[Dataset excerpts]

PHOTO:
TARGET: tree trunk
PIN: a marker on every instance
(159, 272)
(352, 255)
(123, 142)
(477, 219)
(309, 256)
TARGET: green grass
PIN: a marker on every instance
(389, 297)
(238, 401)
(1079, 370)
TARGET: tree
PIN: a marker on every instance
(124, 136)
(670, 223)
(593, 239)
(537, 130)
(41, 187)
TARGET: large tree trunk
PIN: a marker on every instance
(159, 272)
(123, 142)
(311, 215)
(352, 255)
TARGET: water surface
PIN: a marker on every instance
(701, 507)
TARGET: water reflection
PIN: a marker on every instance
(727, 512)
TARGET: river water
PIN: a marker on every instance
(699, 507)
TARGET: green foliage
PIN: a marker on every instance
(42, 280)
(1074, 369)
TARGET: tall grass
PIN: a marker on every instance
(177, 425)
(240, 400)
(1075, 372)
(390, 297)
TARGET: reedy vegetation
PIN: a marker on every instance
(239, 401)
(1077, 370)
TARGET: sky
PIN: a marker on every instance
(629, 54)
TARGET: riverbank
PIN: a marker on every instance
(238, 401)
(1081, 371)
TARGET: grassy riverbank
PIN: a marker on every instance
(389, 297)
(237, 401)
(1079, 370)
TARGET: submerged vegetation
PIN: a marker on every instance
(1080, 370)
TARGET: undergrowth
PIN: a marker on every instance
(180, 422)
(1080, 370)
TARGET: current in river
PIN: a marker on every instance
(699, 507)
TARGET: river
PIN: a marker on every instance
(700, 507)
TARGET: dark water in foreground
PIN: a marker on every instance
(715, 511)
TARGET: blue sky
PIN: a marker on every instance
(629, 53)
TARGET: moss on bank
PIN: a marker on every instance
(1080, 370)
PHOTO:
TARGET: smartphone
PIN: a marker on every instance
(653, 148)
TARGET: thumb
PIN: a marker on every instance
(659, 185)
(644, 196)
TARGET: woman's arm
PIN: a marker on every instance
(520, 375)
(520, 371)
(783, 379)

_What the task asks_
Within the records above, count the lines that contain "trunk" and give the number with nothing added.

_Response to this exercise_
2